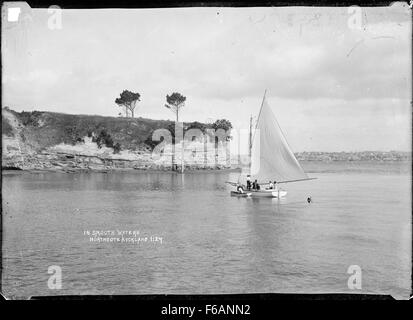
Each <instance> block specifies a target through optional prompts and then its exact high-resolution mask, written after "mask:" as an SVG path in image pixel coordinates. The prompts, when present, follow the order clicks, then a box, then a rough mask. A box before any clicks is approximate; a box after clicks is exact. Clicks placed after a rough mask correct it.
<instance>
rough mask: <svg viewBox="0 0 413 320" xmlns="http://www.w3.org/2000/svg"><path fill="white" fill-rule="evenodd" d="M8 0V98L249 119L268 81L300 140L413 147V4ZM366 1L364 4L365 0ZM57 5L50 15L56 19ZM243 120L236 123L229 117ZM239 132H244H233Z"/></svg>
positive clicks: (2, 104)
mask: <svg viewBox="0 0 413 320" xmlns="http://www.w3.org/2000/svg"><path fill="white" fill-rule="evenodd" d="M6 9H7V6H6V7H4V8H3V12H2V19H3V21H2V22H3V23H2V61H3V70H2V72H3V74H2V76H3V77H2V105H3V106H9V107H10V108H12V109H14V110H17V111H22V110H25V111H31V110H41V111H54V112H63V113H71V114H98V115H107V116H117V115H118V113H119V112H120V111H121V110H120V108H119V107H118V106H117V105H116V104H115V102H114V101H115V99H116V98H117V97H118V96H119V94H120V93H121V92H122V91H123V90H125V89H128V90H131V91H134V92H139V93H140V94H141V101H140V102H139V103H138V105H137V107H136V112H135V114H136V115H137V116H141V117H145V118H153V119H171V120H172V119H174V115H173V114H172V113H171V112H170V111H169V110H168V109H166V108H165V107H164V105H165V102H166V101H165V97H166V95H167V94H171V93H172V92H175V91H177V92H180V93H181V94H183V95H184V96H186V97H187V101H186V105H185V107H184V109H183V110H182V113H181V117H180V118H181V119H182V120H183V121H200V122H212V121H215V120H216V119H221V118H225V119H228V120H230V121H231V122H232V124H233V126H234V128H235V130H244V131H245V130H247V129H248V125H249V117H250V115H253V116H257V115H258V113H259V109H260V105H261V101H262V98H263V94H264V90H265V89H267V101H268V103H269V105H270V106H271V108H272V110H273V112H274V114H275V115H276V117H277V119H278V122H279V124H280V126H281V128H282V129H283V132H284V134H285V136H286V138H287V140H288V143H289V145H290V146H291V148H292V150H293V151H295V152H302V151H363V150H381V151H387V150H400V151H410V150H411V132H412V130H411V122H412V120H411V115H412V112H411V100H412V82H411V81H412V79H411V70H412V69H411V68H412V66H411V63H412V60H411V59H412V52H411V33H412V30H411V11H410V9H409V8H408V6H407V4H405V3H395V4H394V5H392V6H390V7H382V8H358V9H357V8H354V7H353V8H347V7H342V8H321V7H284V8H283V7H262V8H222V7H220V8H213V7H209V8H206V7H203V8H170V9H136V10H131V9H127V10H125V9H116V10H114V9H105V10H89V9H88V10H75V9H71V10H63V11H62V12H61V28H57V29H51V28H49V26H50V21H52V22H56V21H57V20H55V17H56V16H55V13H54V12H49V13H48V10H47V9H30V8H29V7H28V6H24V5H23V6H22V8H21V12H20V16H19V20H18V21H7V13H5V10H6ZM359 9H360V10H359ZM51 19H52V20H51ZM234 132H237V131H234ZM234 137H235V140H234V144H237V134H235V135H234Z"/></svg>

◇ ◇ ◇ ◇ ◇

## Task directions
All of the entries above are to be written out exactly, with no pictures.

## Output for this exercise
Each <instance> block specifies a target through optional prompts and then its exact high-resolution mask, written after "mask:" as an SVG path in image pixel coordinates. The prompts, when present, follow the order clicks, then a box, then a rough mask. A box before any clicks is approximate; a box after clicks is exact. Clicks placed after a rough mask correct it.
<instance>
rough mask: <svg viewBox="0 0 413 320" xmlns="http://www.w3.org/2000/svg"><path fill="white" fill-rule="evenodd" d="M8 0V98L249 119L268 81L300 140L413 147V4ZM366 1L364 4L365 0ZM57 5L50 15L56 19ZM243 120L236 123L229 117ZM239 132H244H233Z"/></svg>
positive clicks: (2, 104)
mask: <svg viewBox="0 0 413 320" xmlns="http://www.w3.org/2000/svg"><path fill="white" fill-rule="evenodd" d="M6 9H7V6H6V7H4V8H3V12H2V19H3V21H2V22H3V23H2V61H3V70H2V72H3V74H2V76H3V77H2V105H3V106H9V107H10V108H12V109H14V110H17V111H22V110H25V111H31V110H41V111H54V112H63V113H71V114H98V115H107V116H117V115H118V113H119V112H120V111H121V110H120V108H119V107H118V106H117V105H116V104H115V102H114V101H115V99H116V98H117V97H118V96H119V94H120V93H121V92H122V91H123V90H125V89H128V90H131V91H134V92H139V93H140V94H141V101H140V102H139V103H138V105H137V107H136V112H135V114H136V115H137V116H141V117H145V118H153V119H171V120H172V119H174V115H173V114H172V113H171V112H170V111H169V110H168V109H166V108H165V107H164V105H165V102H166V101H165V97H166V95H167V94H171V93H172V92H175V91H177V92H180V93H181V94H183V95H184V96H186V97H187V101H186V105H185V107H184V109H183V110H182V113H181V117H180V118H181V119H182V120H183V121H200V122H212V121H215V120H216V119H221V118H225V119H228V120H230V121H231V122H232V124H233V126H234V128H235V130H244V131H245V130H247V129H248V125H249V117H250V115H253V116H257V115H258V113H259V109H260V105H261V101H262V98H263V94H264V90H265V89H267V101H268V103H269V105H270V106H271V108H272V110H273V112H274V114H275V115H276V117H277V119H278V122H279V124H280V126H281V128H282V129H283V132H284V134H285V136H286V138H287V140H288V143H289V145H290V146H291V148H292V150H293V151H295V152H302V151H363V150H381V151H387V150H400V151H410V150H411V132H412V130H411V122H412V120H411V115H412V112H411V100H412V82H411V81H412V79H411V70H412V69H411V68H412V66H411V63H412V60H411V59H412V52H411V33H412V30H411V11H410V9H409V8H408V6H407V4H405V3H395V4H394V5H392V6H390V7H382V8H358V9H357V8H354V7H353V8H347V7H342V8H321V7H284V8H283V7H262V8H222V7H220V8H213V7H209V8H206V7H203V8H170V9H136V10H131V9H127V10H125V9H116V10H114V9H105V10H89V9H88V10H75V9H71V10H63V11H62V12H61V28H57V29H51V28H49V26H50V21H52V22H56V21H57V20H55V17H56V16H55V13H54V12H49V13H48V10H47V9H30V8H29V7H28V6H24V5H23V6H22V8H21V12H20V16H19V20H18V21H7V13H5V10H6ZM359 9H360V10H359ZM51 19H52V20H51ZM234 132H237V131H234ZM234 137H235V140H234V144H237V134H235V135H234Z"/></svg>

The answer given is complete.